» **Set task**: Reproduce the passage from the blog post below about learning to teach mathematics, starting at the words "In order to" and stopping after "then to now.".

» **Extract to read**:
>>>
Tuesday, 1 April 2014

My Greatest Learning


What was your greatest 'learning' this semester with regard to teaching children mathematics? How has your thinking shifted?

Reflecting

In order to be able to answer this question effectively, I find myself reflecting on my previous math blogs, observing how my opinions and expectations about math have changed throughout the course of this semester. One thing that stands out to me is an excerpt from my very first math blog: "As of right now, I am on a need to know basis with mathematics. I believe that my past experiences, especially in the younger grades, has left a sour taste in my mouth that isn't easily replaced." I am truly amazed at just how much this perception has changed from then to now. 

My Greatest Learning

My greatest learning has been that I know a lot more about mathematics than I thought I did. Coming into this class I was beyond anxious and didn't know what to expect, thinking I knew absolutely nothing about teaching math, or learning math for that matter, based on my past experiences. Throughout the course of the semester, I have learned that I haven't been giving myself enough credit. I can teach math, and I can learn math...as I have realized through the activities we have participated in in class. 

Where Do I Go From Here?

I realized that I have the ability to make a difference and make sure the same thing doesn't happen to my students. I wouldn't want them to walk away from their elementary years with a bad taste in their mouths about math...I want them to walk away loving math and leaving the stigma behind. I want my students to realize that math is not all about equations and worksheets, it can, and should be fun and exciting. Most of all, I want to be a teacher who is confident in her abilities to teach math, and I truly believe this class, and you, Mary, have set me on the right path. Thank-you for restoring my confidence in my own ability and making this semester an enjoyable one.
<<<
» **Records**:
>>>
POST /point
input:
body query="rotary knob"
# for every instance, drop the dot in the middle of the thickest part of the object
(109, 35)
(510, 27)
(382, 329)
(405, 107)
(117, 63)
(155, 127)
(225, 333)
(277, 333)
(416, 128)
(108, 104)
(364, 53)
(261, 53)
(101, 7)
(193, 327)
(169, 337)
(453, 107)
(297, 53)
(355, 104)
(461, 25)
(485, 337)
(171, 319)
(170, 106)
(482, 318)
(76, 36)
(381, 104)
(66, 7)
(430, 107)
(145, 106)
<<<
» **Complete answer**:
In order to be able to answer this question effectively, I find myself reflecting on my previous math blogs, observing how my opinions and expectations about math have changed throughout the course of this semester. One thing that stands out to me is an excerpt from my very first math blog: "As of right now, I am on a need to know basis with mathematics. I believe that my past experiences, especially in the younger grades, has left a sour taste in my mouth that isn't easily replaced." I am truly amazed at just how much this perception has changed from then to now.